• _Stated goal_
Repeat the data below exactly, dropping any pictures it holds.

++++++++++++++++++++

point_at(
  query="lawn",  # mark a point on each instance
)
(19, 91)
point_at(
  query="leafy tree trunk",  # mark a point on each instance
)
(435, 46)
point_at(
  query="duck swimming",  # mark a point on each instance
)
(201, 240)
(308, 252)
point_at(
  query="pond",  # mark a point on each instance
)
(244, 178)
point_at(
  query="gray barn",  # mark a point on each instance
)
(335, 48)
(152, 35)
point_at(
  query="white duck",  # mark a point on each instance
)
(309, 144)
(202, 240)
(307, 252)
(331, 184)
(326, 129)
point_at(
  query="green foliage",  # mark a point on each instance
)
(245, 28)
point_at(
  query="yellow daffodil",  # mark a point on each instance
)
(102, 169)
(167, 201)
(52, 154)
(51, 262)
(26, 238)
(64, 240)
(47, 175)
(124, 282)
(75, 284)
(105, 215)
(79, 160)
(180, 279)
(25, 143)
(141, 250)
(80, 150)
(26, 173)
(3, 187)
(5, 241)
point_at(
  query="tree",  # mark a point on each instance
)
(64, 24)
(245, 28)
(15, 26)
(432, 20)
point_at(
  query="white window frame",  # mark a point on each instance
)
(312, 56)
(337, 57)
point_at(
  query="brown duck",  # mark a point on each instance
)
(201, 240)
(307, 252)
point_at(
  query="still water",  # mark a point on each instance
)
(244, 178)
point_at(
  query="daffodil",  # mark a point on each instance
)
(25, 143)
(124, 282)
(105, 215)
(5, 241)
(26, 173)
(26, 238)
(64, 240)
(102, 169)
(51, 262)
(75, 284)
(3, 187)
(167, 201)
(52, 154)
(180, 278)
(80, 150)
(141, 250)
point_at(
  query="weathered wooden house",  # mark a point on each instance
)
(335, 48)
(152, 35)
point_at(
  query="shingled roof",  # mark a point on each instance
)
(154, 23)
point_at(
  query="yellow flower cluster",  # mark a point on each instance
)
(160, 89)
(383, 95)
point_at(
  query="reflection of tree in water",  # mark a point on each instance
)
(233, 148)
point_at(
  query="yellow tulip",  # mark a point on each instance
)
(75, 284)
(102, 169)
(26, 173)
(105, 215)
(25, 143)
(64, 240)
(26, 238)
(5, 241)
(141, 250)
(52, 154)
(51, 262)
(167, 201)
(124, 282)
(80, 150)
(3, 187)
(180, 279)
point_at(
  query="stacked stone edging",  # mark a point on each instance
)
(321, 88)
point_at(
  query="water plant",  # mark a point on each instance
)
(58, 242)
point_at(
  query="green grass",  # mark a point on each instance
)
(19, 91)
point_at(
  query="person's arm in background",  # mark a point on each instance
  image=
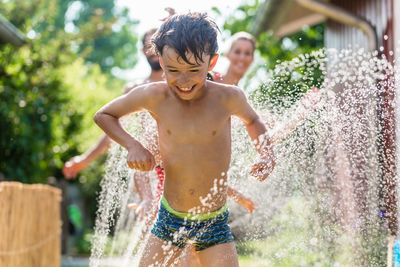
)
(241, 199)
(76, 164)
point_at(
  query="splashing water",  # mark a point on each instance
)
(322, 205)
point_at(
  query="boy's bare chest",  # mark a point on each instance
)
(193, 123)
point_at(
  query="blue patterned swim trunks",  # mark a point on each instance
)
(202, 230)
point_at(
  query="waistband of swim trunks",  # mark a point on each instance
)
(193, 216)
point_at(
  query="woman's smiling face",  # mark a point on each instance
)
(241, 56)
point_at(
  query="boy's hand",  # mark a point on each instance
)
(140, 158)
(73, 166)
(262, 169)
(248, 204)
(141, 209)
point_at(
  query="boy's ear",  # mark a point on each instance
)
(213, 62)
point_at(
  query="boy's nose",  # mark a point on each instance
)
(183, 79)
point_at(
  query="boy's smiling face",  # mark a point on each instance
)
(186, 80)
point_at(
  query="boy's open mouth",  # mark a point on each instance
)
(185, 90)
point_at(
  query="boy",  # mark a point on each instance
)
(193, 117)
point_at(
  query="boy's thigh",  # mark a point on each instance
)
(158, 252)
(219, 255)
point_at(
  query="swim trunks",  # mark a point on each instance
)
(202, 230)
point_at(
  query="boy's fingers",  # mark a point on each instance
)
(133, 206)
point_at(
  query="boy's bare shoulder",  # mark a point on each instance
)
(150, 93)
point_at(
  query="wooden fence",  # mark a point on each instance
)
(30, 225)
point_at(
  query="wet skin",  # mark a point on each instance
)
(194, 128)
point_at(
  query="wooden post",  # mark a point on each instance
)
(30, 225)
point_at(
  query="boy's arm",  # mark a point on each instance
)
(107, 118)
(257, 132)
(73, 166)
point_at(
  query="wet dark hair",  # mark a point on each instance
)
(191, 32)
(147, 34)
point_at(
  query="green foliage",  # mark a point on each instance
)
(275, 50)
(290, 80)
(47, 96)
(102, 33)
(286, 83)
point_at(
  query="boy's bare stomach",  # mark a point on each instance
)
(195, 183)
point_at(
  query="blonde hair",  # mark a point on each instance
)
(243, 36)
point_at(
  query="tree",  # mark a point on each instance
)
(40, 115)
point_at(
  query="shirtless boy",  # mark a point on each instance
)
(193, 116)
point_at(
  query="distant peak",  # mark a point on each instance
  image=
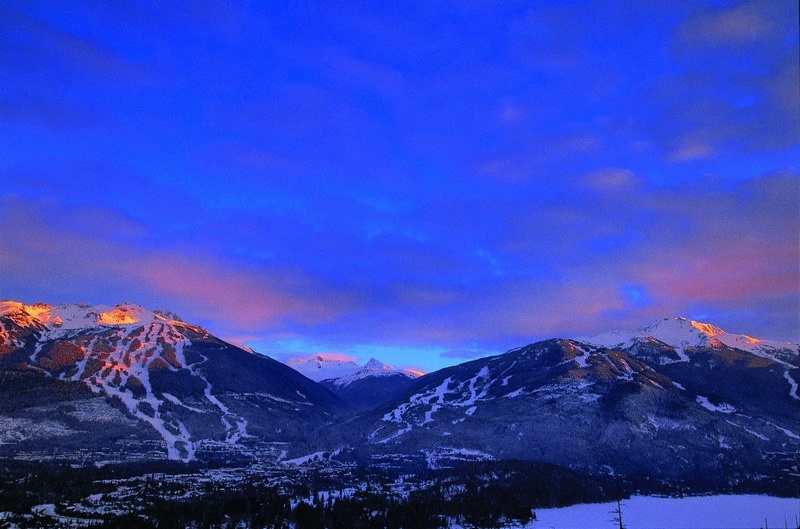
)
(376, 365)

++++++++++++++++++++

• _Answer to this problem_
point_at(
  query="lawn",  # mark a point on each instance
)
(19, 91)
point_at(
  query="leafy tree trunk",  # mark a point on each instance
)
(435, 46)
point_at(
  query="duck swimming",  # mark a point on each instance
)
(201, 240)
(308, 252)
point_at(
  query="pond",  # mark a point on each instance
)
(244, 178)
point_at(
  query="gray barn",  # mark a point on each instance
)
(335, 48)
(152, 35)
point_at(
  query="white duck",  # mark a point on each instance
)
(309, 144)
(202, 240)
(307, 252)
(331, 184)
(326, 129)
point_at(
  query="green foliage",  # mark a point on each instance
)
(245, 28)
point_at(
  query="yellow daffodil",  # mark a point on each instance
)
(102, 169)
(167, 201)
(52, 154)
(51, 262)
(26, 238)
(64, 240)
(47, 175)
(124, 282)
(75, 284)
(105, 215)
(79, 160)
(180, 279)
(25, 143)
(141, 250)
(80, 150)
(26, 173)
(3, 187)
(5, 241)
point_at(
  query="tree",  # mark a point on each instance
)
(64, 24)
(245, 28)
(15, 26)
(432, 20)
point_at(
  query="white window frame",  # mark a point on each instance
)
(312, 56)
(337, 57)
point_at(
  query="brown duck",  # mark a point on each instance
)
(201, 240)
(307, 252)
point_at(
  query="still water",  # mark a point on each instance
)
(244, 178)
point_at(
  query="daffodil",  # mark a point on each instance
)
(25, 143)
(124, 282)
(105, 215)
(5, 241)
(26, 173)
(26, 238)
(64, 240)
(102, 169)
(51, 262)
(75, 284)
(3, 187)
(167, 201)
(52, 154)
(180, 278)
(80, 150)
(141, 250)
point_at(
  query="weathered wooden house",  # mark a point on each instance
)
(335, 48)
(152, 35)
point_at(
  query="shingled roof",  # mark a point on each instance
)
(154, 23)
point_at(
  query="yellow flower cluster",  # mark a point on each instance
)
(160, 89)
(383, 95)
point_at(
  query="reflection of tree in water",  # mark a point on each instance
)
(233, 148)
point_at(
  query="yellow tulip",  # mark a point on each instance
)
(75, 284)
(102, 169)
(26, 173)
(105, 215)
(25, 143)
(64, 240)
(26, 238)
(5, 241)
(141, 250)
(52, 154)
(51, 262)
(167, 201)
(124, 282)
(80, 150)
(3, 187)
(180, 279)
point_at(
  query="stacked stone edging",  # mark a point on each instance
)
(321, 88)
point_at(
  query="water plant",  # mark a point on each instance
)
(58, 242)
point_at(
  query="green grass",  # mark a point on each instance
)
(19, 91)
point_at(
  query="person's arm in background",  # mark a point on each instance
  image=
)
(241, 199)
(76, 164)
point_at(
  query="splashing water",  # mark a point on each instance
)
(322, 205)
point_at(
  query="boy's bare chest",  # mark a point on each instance
)
(193, 123)
point_at(
  query="blue patterned swim trunks",  # mark a point on each instance
)
(202, 230)
point_at(
  query="waistband of swim trunks",  # mark a point on each instance
)
(193, 216)
point_at(
  query="woman's smiling face",  # mark a point on each instance
)
(241, 56)
point_at(
  query="boy's hand",  # mark a point on each instance
)
(140, 158)
(73, 166)
(262, 169)
(248, 204)
(141, 209)
point_at(
  query="boy's ear",  # mark a point on each instance
)
(213, 62)
point_at(
  query="boy's nose",  # mark a point on each instance
)
(183, 79)
point_at(
  query="boy's smiling face",  # mark a point on each instance
)
(186, 80)
point_at(
  query="boy's open mouth",  # mark a point on each instance
)
(185, 90)
point_at(
  query="boy",  # mark a point on each instance
)
(193, 117)
point_at(
  query="boy's thigh",  # mark a point on each instance
)
(158, 252)
(219, 255)
point_at(
  query="swim trunks",  # mark a point on each instance
)
(202, 230)
point_at(
  query="boy's fingers",  # mark a point on each instance
)
(133, 206)
point_at(
  query="boy's bare shoulder",  # mark a point on each instance
)
(150, 93)
point_at(
  query="wooden fence",  # mark a point on each instance
)
(30, 225)
point_at(
  query="wet skin",  # mark a point on each instance
)
(194, 128)
point_at(
  query="wooden post",  # mark a point on each instance
)
(30, 225)
point_at(
  query="boy's arm",  # mark a point on each instance
)
(107, 118)
(257, 132)
(73, 166)
point_at(
  query="wet dark hair",  # mark a point on each instance
)
(191, 32)
(147, 34)
point_at(
  query="green foliage",  # mark a point on each instance
)
(275, 50)
(290, 80)
(47, 96)
(102, 33)
(286, 83)
point_at(
  query="boy's bare stomach",  # mark a point on each instance
)
(195, 183)
point_at(
  query="blonde hair",  # mark a point on each instance
)
(243, 36)
point_at(
  query="tree",  # mark a point on each instance
)
(40, 115)
point_at(
  query="shirtless boy",  # mark a point on each instance
)
(193, 116)
point_at(
  query="distant peak",  # mark a point on each instance
  image=
)
(376, 365)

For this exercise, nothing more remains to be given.